Buah Simalakama Mahasiswa D3

Maret 01, 2009

Gedung D3 Ekonomi UGM

Kebijakan kontroversial kembali dikeluarkan oleh Universitas Gadjah Mada. Beberapa waktu lalu, diumumkan bahwa program ekstensi atau yang lebih dikenal program swadaya telah ditutup di semua fakultas mulai tahun perkuliahan 2009. Alasan penutupan yang dikeluarkan pihak rektorat adalah untuk menjaga mutu dan profesionalisme pendidikan di universitas yang berperingkat 316 dunia versi THES-Q pada tahun 2008 kemarin.

Sontak, kebijakan itu pun menjadi bahan perbincangan serius bagi tiap mahasiswa, utamanya mahasiswa diploma III. Tanggapan yang dikeluarkan seragam, mereka (semua mahasiswa D III,-red) sangat kecewa dengan rencana penutupan program swadaya. Bagaimana tidak, harapan yang dirajut saat mulai masuk D III agar tetap bisa menjadi sarjana kendati tidak lolos seleksi S1, kini pun kandas terhempas asa ambisius berdalihkan universitas riset dunia.

Tak bisa dipungkiri, penutupan progrm swadaya merupakan buah simalakama teramat pahit bagi mahasiswa D III UGM yang menginginkan studinya dilanjutkan ke jenjang strata UGM. Impian mereka pun kandas. Harapan mereka menjadi kosong belaka. Kebanggaan menjadi sarjana UGM harus dilupakan, kecuali mereka bersedia mengulang dari tahap awal penerimaan mahasiswa baru S1. Terhitung tahun 2009 ini, lulusan D III pun harus mencari universitas lain yang membuka program ekstensi jikalau masih tetap menginginkan meraih titel sarjana.

Memang, pihak rektorat telah menginisiasi berdirinya sekolah vokasional yang mana akan mewadahi seluruh program diploma digabung menjadi satu institusi, sekolah vokasional. Namun, yang menjadi keprihatinan adalah belum adanya kepastian sekolah ini kapan mulai dibuka. Padahal, di dalam rancangan sekolah vokasional akan ada program D IV yang merupakan kelanjutan dari program D III. Lulusan dari D III pun bisa segera meneruskan di tingkat Diploma IV.

☆ ☆ ☆ ☆ ☆ ☆ ☆

**Soal yang Diberikan 1**
Dalam tulisan tentang penutupan program swadaya UGM, apa alasan yang dikemukakan pihak rektorat untuk menutup program tersebut?
**Soal yang Diberikan 2**
Lanjutkan tulisan tentang penutupan program swadaya UGM mulai dari sesudah kalimat terakhirnya.

**Data yang Disediakan**
☆ ☆ ☆ ☆ ☆ ☆ ☆

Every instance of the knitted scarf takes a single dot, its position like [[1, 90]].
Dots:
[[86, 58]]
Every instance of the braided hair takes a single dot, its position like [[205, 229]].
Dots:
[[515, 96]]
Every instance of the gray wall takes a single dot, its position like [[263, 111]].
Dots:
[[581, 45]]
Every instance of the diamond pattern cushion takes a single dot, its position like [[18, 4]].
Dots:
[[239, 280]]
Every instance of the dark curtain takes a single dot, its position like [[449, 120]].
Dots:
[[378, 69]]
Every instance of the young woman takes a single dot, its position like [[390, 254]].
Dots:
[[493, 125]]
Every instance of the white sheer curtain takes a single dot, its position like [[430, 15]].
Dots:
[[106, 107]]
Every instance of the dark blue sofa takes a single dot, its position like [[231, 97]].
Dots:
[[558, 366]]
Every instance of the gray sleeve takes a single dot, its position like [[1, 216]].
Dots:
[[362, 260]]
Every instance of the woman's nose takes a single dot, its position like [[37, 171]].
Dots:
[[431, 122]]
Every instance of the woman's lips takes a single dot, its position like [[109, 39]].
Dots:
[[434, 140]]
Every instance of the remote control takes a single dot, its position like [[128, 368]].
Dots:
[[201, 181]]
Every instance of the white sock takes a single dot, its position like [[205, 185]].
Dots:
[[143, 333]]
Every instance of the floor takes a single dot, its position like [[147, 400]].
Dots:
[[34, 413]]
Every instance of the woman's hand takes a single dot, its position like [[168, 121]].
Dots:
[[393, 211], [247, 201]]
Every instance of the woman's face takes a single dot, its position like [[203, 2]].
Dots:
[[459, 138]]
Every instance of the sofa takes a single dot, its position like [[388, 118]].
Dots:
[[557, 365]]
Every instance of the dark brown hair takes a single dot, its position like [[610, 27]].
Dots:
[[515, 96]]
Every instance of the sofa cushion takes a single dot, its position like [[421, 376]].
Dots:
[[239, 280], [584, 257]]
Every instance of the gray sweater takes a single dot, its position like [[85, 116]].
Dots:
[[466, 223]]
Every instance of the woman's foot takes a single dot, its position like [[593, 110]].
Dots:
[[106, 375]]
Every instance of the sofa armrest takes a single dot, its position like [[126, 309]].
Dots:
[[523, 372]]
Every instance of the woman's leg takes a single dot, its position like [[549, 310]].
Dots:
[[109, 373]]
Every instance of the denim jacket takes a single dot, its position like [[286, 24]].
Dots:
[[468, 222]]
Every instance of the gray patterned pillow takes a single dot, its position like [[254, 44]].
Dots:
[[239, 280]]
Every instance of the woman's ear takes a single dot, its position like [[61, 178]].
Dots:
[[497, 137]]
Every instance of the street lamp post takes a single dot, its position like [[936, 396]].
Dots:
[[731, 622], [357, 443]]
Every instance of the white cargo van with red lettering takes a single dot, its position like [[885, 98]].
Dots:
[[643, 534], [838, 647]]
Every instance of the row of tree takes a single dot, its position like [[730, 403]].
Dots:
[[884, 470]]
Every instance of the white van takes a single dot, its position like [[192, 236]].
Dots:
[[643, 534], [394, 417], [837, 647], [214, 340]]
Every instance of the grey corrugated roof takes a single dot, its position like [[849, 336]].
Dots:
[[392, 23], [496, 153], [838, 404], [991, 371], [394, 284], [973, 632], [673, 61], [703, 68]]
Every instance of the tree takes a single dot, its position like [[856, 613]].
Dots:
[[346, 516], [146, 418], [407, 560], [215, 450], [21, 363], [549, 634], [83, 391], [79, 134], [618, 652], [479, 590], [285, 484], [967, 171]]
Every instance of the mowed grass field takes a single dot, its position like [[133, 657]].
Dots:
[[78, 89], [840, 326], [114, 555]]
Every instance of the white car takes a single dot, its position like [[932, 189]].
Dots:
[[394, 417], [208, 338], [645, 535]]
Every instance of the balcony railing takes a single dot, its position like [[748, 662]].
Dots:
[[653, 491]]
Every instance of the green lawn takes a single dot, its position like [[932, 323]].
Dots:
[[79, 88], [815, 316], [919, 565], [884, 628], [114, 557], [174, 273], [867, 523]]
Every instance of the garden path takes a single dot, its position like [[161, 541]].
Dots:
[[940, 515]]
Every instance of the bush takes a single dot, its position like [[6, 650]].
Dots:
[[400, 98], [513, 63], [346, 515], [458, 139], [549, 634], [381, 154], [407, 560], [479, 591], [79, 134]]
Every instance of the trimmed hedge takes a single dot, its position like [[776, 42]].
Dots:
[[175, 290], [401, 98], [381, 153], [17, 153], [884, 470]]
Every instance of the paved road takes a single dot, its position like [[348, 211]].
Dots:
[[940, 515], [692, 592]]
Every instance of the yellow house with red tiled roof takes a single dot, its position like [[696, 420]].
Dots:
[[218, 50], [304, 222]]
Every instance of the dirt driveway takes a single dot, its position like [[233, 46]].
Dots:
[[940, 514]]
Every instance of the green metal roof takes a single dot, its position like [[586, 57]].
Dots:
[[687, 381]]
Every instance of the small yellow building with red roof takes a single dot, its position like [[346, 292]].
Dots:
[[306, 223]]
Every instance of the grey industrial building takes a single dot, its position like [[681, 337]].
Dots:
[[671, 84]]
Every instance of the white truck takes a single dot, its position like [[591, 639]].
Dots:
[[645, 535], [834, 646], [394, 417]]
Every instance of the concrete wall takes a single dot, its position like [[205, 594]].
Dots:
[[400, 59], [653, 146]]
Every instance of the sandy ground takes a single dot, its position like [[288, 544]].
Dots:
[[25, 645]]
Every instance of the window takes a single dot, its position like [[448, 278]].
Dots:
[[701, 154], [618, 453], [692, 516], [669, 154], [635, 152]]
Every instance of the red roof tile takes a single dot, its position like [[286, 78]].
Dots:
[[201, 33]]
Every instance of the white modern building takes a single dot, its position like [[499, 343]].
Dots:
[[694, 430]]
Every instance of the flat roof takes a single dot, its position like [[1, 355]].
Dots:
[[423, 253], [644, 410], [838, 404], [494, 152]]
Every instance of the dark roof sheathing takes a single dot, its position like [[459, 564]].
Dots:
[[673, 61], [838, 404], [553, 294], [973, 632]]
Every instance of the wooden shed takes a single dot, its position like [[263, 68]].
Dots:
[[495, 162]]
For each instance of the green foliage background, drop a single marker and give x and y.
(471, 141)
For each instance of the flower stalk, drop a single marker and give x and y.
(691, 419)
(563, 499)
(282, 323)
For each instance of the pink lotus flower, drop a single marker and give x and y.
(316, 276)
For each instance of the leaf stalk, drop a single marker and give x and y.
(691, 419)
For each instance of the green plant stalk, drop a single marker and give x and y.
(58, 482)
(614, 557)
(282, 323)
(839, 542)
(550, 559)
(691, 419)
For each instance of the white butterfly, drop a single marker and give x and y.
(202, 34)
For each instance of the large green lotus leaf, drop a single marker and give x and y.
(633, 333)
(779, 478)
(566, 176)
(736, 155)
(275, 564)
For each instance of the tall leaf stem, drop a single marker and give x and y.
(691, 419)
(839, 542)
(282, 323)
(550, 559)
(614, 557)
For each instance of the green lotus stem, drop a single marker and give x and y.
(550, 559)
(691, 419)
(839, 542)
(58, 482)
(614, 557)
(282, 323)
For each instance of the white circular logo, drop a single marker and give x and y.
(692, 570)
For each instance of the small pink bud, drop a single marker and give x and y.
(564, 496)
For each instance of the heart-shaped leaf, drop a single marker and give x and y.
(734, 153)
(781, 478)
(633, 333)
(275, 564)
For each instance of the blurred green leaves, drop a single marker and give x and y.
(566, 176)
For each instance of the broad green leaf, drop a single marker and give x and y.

☆ ☆ ☆ ☆ ☆ ☆ ☆

**Jawaban 1**
Untuk menjaga mutu dan profesionalisme pendidikan di universitas tersebut.

**Jawaban 2**
Ini lah yang sebenarnya menjadi kekurangpekaan pihak universitas dalam mencermati realitas yang ada. Sebagai sebuah institusi yang besar dan berpengalaman hampir 60 tahun, harusnya UGM bisa merakit desain pendidikan yang lebih bijaksana dan tidak merugikan salah satu pihak. Dalam sistematika manajemen, suatu entitas yang akan menutup usahanya harus terlebih dulu merencanakan jalan keluar berupa solusi bagi instrumen-instrumennya.

Kaitannya dengan masalah ini adalah, seharusnya pihak universitas membentuk terlebih dulu sekolah vokasional baru kemudian diikuti langkah penutupan program swadayanya. Itu sebuah langkah logis nan bijaksana. Mengapa demikian?. Hal ini dilakukan untuk mencegah minimal mengurangi efek kejut dari kebijakan penutupan program yang selama ini merupakan tujuan utama hampir semua mahasiswa program D III. Pembukaan sekolah vokasional yang dibarengi pembukaan program D IV akan sedikit banyak memfasilitasi harapan-harapan tersebut, minimal untuk angkatan yang hampir lulus jenjang D III.

Mahasiswa program D III tentu juga merupakan stakeholder yang berkontribusi banyak pada jejak perjalanan UGM. Bukankah sebagai mahasiswa yang berkecimpung pada ilmu bisnis dan ekonom kita paham betul bahwa perusahaan harus selalu menghargai stakeholdernya. Sama halnya dengan para pembuat kebijakan di Universitas Gadjah Mada, mereka harus melihat bahwa mahasiswa D III yang ingin lanjut ke S1, juga sebagai bagian dari “keluarga” UGM. Jangan sampai dengan berdalih mengejar world class research university, ada beberapa pihak yang dikorbankan tanpa dipikirkan jalan solusinya. Ironis jelas, kalau mengingat identitas UGM sebagai universitas kerakyatan yang mungkin kini sudah punah.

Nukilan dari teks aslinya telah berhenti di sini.